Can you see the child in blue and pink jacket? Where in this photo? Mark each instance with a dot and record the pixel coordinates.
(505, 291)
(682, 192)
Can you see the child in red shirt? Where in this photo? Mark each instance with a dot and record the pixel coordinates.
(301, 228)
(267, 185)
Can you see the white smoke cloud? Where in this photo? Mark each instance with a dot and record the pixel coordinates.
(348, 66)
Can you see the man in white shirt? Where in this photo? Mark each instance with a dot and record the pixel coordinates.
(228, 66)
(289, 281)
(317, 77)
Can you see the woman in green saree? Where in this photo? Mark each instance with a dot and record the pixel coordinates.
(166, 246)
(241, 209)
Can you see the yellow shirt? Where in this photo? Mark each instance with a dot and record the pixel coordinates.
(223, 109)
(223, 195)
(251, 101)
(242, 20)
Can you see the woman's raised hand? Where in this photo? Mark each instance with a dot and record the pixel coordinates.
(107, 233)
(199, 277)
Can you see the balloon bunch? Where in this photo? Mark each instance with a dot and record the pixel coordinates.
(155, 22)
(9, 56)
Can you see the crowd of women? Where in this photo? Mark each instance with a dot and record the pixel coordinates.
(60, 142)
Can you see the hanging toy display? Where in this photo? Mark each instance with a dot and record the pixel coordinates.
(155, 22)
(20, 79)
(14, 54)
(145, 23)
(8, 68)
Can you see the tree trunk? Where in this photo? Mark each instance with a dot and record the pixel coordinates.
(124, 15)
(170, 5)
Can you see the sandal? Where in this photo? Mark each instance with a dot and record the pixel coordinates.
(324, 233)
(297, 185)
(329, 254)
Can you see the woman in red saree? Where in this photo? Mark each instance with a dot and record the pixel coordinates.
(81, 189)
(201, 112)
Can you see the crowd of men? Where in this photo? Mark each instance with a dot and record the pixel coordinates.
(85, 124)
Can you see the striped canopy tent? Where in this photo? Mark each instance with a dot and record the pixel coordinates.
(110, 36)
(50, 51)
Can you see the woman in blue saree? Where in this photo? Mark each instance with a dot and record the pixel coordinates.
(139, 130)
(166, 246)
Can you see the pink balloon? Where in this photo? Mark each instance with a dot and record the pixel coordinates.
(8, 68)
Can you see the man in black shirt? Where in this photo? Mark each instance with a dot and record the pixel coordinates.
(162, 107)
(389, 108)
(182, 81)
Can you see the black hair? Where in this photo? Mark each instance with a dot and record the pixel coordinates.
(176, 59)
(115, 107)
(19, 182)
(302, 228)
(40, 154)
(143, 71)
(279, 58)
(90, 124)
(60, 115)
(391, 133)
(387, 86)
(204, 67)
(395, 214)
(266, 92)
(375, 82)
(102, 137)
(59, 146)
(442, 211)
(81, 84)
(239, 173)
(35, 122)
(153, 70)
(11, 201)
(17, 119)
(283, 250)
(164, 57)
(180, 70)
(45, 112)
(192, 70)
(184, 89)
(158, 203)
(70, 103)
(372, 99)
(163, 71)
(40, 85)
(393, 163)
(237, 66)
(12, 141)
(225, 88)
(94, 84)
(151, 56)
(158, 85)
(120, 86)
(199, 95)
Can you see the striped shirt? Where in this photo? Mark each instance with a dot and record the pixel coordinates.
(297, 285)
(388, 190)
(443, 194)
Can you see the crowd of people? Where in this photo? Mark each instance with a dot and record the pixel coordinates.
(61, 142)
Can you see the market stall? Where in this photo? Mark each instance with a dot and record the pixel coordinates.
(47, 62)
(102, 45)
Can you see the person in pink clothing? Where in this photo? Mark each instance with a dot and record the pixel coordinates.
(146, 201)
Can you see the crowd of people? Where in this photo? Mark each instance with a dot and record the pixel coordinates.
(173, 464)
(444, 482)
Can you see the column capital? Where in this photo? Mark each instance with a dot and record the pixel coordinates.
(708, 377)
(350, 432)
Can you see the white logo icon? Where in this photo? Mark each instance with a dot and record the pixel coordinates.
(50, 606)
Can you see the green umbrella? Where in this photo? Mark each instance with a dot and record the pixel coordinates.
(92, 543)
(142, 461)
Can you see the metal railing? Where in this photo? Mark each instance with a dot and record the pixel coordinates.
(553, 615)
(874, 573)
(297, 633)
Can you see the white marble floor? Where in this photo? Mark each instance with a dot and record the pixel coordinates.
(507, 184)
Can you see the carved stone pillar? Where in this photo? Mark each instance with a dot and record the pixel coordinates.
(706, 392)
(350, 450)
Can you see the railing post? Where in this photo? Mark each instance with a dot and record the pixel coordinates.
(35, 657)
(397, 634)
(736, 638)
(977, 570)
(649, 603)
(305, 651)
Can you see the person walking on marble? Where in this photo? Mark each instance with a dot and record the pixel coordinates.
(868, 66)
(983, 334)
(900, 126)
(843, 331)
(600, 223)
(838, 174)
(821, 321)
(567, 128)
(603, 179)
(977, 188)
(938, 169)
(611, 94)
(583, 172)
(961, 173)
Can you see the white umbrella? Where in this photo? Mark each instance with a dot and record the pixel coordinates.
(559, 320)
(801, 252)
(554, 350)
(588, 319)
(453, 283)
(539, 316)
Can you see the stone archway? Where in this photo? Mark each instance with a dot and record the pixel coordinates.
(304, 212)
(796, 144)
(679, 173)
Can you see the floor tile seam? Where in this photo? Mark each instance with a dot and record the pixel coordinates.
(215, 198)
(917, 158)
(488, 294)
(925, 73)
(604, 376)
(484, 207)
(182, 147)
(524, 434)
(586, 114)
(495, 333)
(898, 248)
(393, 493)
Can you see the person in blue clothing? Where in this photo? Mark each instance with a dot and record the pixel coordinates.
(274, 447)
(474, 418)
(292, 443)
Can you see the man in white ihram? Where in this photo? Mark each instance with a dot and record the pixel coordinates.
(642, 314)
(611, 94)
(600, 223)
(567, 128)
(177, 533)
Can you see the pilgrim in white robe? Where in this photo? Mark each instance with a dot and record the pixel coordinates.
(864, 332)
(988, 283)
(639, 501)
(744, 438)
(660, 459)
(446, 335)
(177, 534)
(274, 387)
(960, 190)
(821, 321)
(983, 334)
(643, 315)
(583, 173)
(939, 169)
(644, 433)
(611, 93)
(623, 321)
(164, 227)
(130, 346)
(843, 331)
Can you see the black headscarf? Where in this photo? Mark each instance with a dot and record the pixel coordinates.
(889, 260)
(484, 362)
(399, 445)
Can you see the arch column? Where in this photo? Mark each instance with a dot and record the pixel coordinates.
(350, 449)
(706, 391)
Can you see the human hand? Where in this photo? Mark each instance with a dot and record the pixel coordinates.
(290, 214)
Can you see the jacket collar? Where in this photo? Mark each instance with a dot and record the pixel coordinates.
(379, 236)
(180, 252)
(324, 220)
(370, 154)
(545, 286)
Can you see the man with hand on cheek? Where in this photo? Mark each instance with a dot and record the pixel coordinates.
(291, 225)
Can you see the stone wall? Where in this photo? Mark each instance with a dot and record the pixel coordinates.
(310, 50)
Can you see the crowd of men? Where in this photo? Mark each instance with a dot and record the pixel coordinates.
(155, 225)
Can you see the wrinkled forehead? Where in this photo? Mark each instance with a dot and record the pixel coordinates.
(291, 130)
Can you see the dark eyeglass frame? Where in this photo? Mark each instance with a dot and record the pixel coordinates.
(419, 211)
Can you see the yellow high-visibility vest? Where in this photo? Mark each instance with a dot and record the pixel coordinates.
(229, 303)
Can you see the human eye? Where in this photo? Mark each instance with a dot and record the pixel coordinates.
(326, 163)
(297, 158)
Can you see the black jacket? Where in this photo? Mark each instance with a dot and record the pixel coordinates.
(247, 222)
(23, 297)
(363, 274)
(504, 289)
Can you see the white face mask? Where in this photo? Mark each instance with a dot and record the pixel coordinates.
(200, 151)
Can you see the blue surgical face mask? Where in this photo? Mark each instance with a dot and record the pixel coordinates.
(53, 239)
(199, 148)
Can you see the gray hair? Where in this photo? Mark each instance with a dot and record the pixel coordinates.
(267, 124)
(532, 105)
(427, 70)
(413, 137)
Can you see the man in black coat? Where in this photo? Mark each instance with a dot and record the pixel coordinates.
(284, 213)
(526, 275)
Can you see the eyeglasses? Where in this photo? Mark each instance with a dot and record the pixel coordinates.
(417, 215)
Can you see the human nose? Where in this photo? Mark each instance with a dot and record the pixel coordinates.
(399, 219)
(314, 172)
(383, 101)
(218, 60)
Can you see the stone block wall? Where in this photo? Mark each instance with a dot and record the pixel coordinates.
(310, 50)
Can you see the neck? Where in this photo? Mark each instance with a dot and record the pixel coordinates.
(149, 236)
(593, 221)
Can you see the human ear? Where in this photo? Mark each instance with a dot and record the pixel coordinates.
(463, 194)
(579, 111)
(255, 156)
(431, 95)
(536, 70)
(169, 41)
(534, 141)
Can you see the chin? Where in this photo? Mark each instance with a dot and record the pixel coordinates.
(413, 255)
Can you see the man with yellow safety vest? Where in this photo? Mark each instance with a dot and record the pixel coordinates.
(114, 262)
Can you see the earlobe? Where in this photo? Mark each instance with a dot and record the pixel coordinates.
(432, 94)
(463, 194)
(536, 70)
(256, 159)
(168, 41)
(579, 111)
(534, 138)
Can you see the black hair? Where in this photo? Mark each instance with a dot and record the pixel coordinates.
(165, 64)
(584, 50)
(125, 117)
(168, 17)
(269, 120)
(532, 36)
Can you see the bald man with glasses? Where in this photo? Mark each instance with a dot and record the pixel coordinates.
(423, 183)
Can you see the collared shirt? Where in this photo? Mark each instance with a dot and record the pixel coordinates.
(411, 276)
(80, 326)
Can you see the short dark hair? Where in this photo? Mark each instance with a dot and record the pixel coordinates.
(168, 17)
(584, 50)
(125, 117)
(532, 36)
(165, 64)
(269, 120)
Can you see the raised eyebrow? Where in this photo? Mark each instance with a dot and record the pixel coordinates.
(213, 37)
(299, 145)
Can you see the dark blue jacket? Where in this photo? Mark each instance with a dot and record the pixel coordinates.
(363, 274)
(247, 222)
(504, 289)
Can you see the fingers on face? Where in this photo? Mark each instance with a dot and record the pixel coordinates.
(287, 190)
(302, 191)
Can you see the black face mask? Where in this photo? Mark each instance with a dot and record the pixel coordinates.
# # # # #
■ To be done:
Copy the records from the line with "Can you see the bald" through the end of the records, swapping "dot" for "marker" and changing nothing else.

■ In response:
Can you see the bald man with glasses? Where in this photo? Mark each instance with a marker and record the pixel coordinates.
(423, 183)
Can you see the collared shirt? Where in this photo? Mark each instance with a marker and record the pixel coordinates.
(411, 276)
(80, 326)
Can you see the short dark hair? Where in this photo? Mark each instance with a marker and record the pixel coordinates.
(168, 17)
(584, 50)
(125, 117)
(532, 36)
(165, 64)
(269, 120)
Can you see the raised eyebrow? Where in this photo? Mark each instance with a marker and record the pixel coordinates.
(213, 37)
(299, 145)
Can you see the dark blue jacket? Where in this photo? Mark each instance with a marker and record the pixel coordinates.
(363, 274)
(247, 222)
(504, 289)
Can you see the fingers on face? Where in this photo? Mark each instance with a marker and record the pixel coordinates.
(287, 190)
(302, 191)
Can you see the black face mask? Where in this photo? Mark each instance with a marker and record the pixel coordinates.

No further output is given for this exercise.